_What you need to do_: All lines containing the string "target" must be copied from the entries.

_Dataset excerpts_:
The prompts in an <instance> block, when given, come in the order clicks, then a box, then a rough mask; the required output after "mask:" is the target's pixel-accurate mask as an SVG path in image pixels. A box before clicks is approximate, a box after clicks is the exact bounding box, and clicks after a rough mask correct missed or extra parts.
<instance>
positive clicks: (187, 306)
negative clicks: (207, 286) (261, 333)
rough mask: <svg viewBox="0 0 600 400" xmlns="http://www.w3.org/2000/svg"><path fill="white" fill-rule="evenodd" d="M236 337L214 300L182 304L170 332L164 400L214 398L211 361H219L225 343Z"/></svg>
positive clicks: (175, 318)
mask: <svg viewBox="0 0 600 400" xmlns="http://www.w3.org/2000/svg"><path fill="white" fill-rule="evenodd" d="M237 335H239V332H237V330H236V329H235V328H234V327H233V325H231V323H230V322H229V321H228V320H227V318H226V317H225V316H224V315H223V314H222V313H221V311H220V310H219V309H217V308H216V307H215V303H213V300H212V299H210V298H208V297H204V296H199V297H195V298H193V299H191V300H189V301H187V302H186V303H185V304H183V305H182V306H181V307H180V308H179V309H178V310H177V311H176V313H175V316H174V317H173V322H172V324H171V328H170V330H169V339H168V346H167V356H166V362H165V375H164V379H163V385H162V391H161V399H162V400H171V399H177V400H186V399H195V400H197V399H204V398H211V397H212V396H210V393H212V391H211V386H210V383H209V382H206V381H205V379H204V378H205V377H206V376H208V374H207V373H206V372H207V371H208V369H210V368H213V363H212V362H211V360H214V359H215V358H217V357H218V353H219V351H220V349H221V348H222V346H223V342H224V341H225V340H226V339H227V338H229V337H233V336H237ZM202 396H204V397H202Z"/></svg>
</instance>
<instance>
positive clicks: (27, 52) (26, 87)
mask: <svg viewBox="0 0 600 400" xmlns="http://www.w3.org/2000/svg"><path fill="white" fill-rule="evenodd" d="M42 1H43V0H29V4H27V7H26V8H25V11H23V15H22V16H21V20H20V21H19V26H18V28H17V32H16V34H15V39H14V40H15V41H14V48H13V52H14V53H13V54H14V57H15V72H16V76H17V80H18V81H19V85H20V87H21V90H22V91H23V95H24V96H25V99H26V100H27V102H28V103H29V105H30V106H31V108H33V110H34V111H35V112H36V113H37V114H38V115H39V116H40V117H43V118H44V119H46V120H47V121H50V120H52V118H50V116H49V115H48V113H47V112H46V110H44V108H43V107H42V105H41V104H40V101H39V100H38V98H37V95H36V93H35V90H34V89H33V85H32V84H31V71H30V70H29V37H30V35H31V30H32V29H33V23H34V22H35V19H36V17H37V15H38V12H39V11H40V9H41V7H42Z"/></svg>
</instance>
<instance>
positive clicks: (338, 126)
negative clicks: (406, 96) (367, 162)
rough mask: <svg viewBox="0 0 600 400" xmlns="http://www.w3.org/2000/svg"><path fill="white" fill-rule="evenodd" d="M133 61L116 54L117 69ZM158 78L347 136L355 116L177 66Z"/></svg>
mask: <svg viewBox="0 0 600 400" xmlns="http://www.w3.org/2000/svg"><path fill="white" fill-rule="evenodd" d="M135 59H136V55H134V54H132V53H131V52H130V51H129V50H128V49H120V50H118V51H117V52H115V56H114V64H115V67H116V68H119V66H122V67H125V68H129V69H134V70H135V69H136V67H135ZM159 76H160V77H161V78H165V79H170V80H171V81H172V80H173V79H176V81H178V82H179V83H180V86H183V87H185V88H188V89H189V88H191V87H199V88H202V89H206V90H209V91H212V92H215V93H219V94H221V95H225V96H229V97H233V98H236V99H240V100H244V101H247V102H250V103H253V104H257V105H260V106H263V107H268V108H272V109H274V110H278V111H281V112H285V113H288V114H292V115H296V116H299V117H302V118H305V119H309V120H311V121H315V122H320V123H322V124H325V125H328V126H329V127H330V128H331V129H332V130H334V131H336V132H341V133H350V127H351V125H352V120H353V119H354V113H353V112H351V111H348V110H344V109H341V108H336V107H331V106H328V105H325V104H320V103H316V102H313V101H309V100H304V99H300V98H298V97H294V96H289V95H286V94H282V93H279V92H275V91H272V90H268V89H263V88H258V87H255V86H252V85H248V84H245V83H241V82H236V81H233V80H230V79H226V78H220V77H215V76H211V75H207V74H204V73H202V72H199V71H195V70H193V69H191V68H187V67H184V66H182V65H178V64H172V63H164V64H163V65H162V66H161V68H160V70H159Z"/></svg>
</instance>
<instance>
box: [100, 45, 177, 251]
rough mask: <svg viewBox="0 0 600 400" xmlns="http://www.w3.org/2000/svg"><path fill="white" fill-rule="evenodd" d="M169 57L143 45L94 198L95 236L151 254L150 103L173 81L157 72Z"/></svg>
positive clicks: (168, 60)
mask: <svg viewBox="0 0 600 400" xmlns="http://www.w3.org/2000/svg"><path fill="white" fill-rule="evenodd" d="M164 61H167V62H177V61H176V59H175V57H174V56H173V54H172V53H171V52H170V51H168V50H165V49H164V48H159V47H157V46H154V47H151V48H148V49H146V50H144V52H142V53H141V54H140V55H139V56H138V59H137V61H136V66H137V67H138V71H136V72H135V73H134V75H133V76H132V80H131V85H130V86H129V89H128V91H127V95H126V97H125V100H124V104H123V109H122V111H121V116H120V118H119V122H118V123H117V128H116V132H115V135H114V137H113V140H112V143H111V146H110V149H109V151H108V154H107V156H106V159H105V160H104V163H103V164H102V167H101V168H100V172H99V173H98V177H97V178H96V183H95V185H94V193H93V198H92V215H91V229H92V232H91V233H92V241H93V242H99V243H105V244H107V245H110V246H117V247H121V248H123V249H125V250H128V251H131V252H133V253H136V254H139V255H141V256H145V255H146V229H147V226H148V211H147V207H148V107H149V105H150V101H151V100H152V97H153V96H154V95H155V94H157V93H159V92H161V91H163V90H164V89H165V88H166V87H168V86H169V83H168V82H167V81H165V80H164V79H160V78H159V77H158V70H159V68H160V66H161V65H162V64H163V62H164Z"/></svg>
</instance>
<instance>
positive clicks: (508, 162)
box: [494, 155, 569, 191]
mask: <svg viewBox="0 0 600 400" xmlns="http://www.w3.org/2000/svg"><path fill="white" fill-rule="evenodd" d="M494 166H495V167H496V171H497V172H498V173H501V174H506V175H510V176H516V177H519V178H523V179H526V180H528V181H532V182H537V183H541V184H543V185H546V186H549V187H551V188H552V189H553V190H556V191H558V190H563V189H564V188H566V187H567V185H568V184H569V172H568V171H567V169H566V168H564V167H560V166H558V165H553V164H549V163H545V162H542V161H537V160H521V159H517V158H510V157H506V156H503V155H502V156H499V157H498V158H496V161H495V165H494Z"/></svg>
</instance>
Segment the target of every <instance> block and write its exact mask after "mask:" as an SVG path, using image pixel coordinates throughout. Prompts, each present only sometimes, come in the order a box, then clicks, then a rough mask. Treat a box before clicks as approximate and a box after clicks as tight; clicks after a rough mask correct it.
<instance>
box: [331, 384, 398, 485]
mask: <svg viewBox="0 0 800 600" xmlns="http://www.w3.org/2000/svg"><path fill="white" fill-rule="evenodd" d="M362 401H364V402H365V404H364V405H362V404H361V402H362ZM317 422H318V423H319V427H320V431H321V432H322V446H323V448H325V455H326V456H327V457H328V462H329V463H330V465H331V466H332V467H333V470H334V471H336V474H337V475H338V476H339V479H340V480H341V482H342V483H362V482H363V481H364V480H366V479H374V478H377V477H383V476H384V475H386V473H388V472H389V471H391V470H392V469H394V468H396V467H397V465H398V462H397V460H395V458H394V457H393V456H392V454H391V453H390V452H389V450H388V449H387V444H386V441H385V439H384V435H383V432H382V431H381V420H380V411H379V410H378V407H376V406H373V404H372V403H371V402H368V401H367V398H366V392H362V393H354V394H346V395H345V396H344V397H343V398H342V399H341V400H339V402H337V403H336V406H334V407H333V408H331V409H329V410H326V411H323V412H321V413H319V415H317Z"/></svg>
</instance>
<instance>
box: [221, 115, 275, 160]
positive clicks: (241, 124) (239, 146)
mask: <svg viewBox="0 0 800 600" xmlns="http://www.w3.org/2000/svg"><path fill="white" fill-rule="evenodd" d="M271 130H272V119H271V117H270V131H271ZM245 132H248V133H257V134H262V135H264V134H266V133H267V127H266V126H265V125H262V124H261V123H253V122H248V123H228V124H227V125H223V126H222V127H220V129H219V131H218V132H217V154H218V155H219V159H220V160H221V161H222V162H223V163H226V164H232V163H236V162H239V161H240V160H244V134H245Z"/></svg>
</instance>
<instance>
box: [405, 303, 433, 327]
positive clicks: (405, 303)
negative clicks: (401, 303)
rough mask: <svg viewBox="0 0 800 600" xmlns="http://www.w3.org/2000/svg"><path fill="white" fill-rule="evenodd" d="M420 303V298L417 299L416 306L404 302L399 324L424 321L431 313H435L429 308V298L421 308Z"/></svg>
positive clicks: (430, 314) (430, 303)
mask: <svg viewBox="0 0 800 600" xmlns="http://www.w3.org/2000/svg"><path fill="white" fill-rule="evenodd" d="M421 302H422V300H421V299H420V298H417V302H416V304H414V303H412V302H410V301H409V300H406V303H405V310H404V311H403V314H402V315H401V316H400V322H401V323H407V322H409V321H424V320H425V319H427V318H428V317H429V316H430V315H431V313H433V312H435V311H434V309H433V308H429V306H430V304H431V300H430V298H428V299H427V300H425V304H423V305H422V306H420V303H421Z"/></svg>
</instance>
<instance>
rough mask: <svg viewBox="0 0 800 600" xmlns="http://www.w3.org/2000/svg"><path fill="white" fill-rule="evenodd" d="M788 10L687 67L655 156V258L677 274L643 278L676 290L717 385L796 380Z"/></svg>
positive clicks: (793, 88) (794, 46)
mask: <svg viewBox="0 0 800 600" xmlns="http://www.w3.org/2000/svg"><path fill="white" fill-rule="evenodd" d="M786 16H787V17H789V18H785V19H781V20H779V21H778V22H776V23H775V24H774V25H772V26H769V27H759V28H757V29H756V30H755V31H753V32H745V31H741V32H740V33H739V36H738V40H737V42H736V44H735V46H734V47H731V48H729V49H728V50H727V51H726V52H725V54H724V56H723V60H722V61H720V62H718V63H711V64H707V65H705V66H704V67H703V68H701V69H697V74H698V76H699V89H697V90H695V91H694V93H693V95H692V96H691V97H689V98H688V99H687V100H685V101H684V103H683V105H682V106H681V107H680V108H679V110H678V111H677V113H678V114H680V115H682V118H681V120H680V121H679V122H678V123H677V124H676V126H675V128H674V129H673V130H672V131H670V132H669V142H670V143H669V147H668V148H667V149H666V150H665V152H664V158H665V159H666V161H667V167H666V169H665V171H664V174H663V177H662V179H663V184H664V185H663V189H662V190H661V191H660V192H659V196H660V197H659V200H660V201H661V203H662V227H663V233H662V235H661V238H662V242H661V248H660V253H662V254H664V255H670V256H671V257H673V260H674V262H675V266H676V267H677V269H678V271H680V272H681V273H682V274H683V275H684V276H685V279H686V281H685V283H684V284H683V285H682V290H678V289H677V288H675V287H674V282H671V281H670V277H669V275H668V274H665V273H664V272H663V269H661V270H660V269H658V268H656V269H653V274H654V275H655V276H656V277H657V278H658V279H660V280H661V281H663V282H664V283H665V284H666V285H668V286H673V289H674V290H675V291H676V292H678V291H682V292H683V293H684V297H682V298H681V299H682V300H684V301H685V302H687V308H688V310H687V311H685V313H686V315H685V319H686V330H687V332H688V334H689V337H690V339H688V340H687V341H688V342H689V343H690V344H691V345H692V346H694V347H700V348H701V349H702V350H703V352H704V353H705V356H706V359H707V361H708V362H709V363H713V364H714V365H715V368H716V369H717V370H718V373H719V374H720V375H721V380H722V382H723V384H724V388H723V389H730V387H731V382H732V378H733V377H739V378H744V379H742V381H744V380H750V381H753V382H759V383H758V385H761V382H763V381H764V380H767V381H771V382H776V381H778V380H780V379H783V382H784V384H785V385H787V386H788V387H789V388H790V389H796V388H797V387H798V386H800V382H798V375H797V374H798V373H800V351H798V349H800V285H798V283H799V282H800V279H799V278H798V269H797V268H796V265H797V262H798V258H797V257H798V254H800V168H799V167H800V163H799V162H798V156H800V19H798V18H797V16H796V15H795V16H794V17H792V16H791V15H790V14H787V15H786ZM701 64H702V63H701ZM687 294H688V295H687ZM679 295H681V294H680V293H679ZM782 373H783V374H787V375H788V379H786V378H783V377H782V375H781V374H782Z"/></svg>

_Exercise response_:
The prompts in an <instance> block, when given, come in the order clicks, then a box, then a rough mask; the required output after "mask:" is the target's pixel-accurate mask as an SVG path in image pixels. A box before clicks is approximate, a box after clicks is the exact bounding box, and clicks after a rough mask correct missed or extra parts.
Segment the target of every <instance> block and write its exact mask after "mask:" as an SVG path, using image pixel coordinates throughout. Prompts, each present only sometimes, come in the order a box, then clicks, then a rough mask. Treat a box before clicks as approximate and a box after clicks as tight; clicks after a rough mask correct it.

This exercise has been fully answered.